### SOURCE PASSAGE
***
/py-R-FCN

R-FCN with joint training and python support

Primary LanguagePythonMIT LicenseMIT

py-R-FCN

R-FCN: Object Detection via Region-based Fully Convolutional Networks

py-R-FCN now supports both joint training and alternative optimization.

Disclaimer

The official R-FCN code (written in MATLAB) is available here.

py-R-FCN is modified from the offcial R-FCN implementation and py-faster-rcnn code, and the usage is quite similar to py-faster-rcnn.

There are slight differences between py-R-FCN and the official R-FCN implementation.

  • py-R-FCN is ~10% slower at test-time, because some operations execute on the CPU in Python layers (e.g., 90ms / image vs. 99ms / image for ResNet-50)
  • py-R-FCN supports both join training and alternative optimization of R-FCN.

Some modification

The original py-faster-rcnn uses class-aware bounding box regression. However, R-FCN use class-agnostic bounding box regression to reduce model complexity. So I add a configuration AGNOSTIC into fast_rcnn/config.py, and the default value is False. You should set it to True both on train and test phase if you want to use class-agnostic training and test.

OHEM need all rois to select the hard examples, so I changed the sample strategy, set BATCH_SIZE: -1 for OHEM, otherwise OHEM would not take effect.

In conclusion:

AGNOSTIC: True is required for class-agnostic bounding box regression

BATCH_SIZE: -1 is required for OHEM

And I've already provided two configuration files for you(w/ OHEM and w/o OHEM) under experiments/cfgs folder, you could just use them and needn't change anything.
***
(Source records)
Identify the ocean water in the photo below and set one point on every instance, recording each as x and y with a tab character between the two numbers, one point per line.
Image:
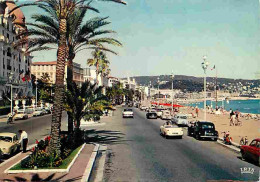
245	106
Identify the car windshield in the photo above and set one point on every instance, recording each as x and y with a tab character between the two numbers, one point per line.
6	138
183	117
207	126
171	126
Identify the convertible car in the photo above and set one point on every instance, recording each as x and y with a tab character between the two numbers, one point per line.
9	143
171	131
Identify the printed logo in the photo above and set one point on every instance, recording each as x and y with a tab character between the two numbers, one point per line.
247	170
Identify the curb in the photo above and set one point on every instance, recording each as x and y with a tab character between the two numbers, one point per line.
89	168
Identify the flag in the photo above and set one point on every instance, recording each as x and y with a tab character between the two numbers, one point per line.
26	76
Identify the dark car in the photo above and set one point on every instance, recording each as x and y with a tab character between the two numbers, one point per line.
205	129
252	151
151	115
191	127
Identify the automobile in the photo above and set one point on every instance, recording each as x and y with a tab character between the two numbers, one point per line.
205	129
38	112
171	131
251	151
9	143
143	108
128	113
191	126
21	114
159	112
151	115
166	115
180	120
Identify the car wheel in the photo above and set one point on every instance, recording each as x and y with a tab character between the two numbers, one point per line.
243	155
197	137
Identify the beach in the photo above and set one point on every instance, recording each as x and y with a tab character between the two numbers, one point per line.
249	128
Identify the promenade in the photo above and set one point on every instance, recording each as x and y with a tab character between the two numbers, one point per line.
249	128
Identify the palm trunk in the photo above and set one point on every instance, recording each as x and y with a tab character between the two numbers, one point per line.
97	74
59	90
69	87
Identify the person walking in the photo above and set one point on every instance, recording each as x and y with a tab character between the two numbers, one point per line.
23	139
197	111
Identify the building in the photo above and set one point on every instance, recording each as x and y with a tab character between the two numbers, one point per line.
40	68
14	62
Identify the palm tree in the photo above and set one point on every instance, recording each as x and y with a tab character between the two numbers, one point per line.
86	101
101	63
59	10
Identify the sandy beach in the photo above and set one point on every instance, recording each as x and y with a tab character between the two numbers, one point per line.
249	128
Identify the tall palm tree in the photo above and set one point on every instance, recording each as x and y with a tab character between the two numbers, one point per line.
83	101
59	10
101	63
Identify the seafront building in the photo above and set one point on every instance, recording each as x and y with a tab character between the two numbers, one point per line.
14	62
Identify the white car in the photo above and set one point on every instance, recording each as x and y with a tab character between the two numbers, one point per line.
171	131
128	113
9	143
21	114
166	115
38	112
180	119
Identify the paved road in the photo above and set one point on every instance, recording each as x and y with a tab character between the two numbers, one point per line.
138	153
36	127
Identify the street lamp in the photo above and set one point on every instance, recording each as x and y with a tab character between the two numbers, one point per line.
172	76
158	81
205	65
11	99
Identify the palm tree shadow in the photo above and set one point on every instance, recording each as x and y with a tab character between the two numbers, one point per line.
104	137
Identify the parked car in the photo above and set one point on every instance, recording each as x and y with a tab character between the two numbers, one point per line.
252	151
21	114
180	120
143	108
171	130
166	115
205	129
128	113
151	115
9	143
191	126
38	112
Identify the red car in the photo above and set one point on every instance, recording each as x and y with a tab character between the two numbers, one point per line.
252	151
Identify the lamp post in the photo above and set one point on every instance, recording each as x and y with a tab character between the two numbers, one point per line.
36	94
172	90
11	99
158	81
205	65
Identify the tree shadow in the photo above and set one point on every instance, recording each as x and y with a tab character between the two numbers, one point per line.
51	177
104	137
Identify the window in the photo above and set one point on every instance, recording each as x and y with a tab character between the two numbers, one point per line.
253	143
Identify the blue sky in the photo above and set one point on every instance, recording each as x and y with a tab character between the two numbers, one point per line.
173	35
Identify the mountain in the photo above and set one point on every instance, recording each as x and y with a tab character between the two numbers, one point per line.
192	83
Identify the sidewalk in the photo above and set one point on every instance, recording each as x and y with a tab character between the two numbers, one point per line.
75	174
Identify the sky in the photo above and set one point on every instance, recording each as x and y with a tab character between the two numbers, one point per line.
161	37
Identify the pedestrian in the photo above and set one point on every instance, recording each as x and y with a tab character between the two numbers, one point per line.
231	113
23	139
197	111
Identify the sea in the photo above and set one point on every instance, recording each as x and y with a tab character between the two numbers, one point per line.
244	106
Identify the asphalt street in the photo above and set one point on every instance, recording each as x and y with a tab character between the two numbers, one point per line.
36	127
137	152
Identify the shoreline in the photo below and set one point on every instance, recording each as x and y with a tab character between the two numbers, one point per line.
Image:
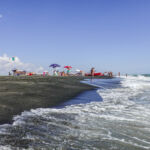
18	94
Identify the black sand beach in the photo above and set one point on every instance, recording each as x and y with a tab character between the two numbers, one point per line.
18	94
***
### PROBLEMS
**1)** Recast the records, from the line containing "Identify the mountain" through the last line of the records, as a JSON list of strings with one string per line. Skip blank lines and leave the pictures out.
**2)** Continue the py-R-FCN README from the point where it stops.

### SOLVED TASKS
**1)**
[
  "Identify the mountain in the photo above and set one point on every instance, recording each as x and y with a tab character between the two numbers, one point per line.",
  "192\t83",
  "Identify the sidewalk in the photo above and set one point on every instance, recording each as x and y with a tab character between the two numbers, one point per line.",
  "75\t174",
  "Identify the sky in the photo above and set one point on every instance, recording each as x and y with a tab character between the two numbers, one point per line.",
  "161\t37",
  "Identify the pedestrian in the photo above and set one point on every instance, recording each as x and y with a tab character between the two numbers, one point per line.",
  "231\t113",
  "23\t139",
  "197\t111",
  "Identify the sea in the photo above and set one point on every instance, recording each as x and y with a tab character between the two numbers, one point per line.",
  "244\t106",
  "Identify the asphalt street in the photo above and set one point on every instance, recording each as x and y with a tab character between the two numbers, one point per line.",
  "36\t127",
  "137\t152",
  "Identify the shoreline in the photo below and set one point on every instance, recording each as x and y with a tab character between the two numbers, one point per line.",
  "Image:",
  "18\t94",
  "Identify the black sand beach in the photo above and set one point on every instance, recording each as x and y with a tab character between the two numbers, one point per line.",
  "18\t94"
]

**2)**
License

R-FCN is released under the MIT License (refer to the LICENSE file for details).

Citing R-FCN

If you find R-FCN useful in your research, please consider citing:

@article{dai16rfcn,
    Author = {Jifeng Dai, Yi Li, Kaiming He, Jian Sun},
    Title = {{R-FCN}: Object Detection via Region-based Fully Convolutional Networks},
    Journal = {arXiv preprint arXiv:1605.06409},
    Year = {2016}
}

Main Results

joint training

               | training data       | test data             | mAP@0.5   | time/img (Titian X)

-------------------|:-------------------:|:---------------------:|:-----:|:------------------:| R-FCN, ResNet-50 | VOC 07+12 trainval | VOC 07 test | 77.6% | 0.099sec | R-FCN, ResNet-101 | VOC 07+12 trainval | VOC 07 test | 79.4% | 0.136sec |

               | training data       | test data             | mAP@[0.5:0.95]   | time/img (Titian X)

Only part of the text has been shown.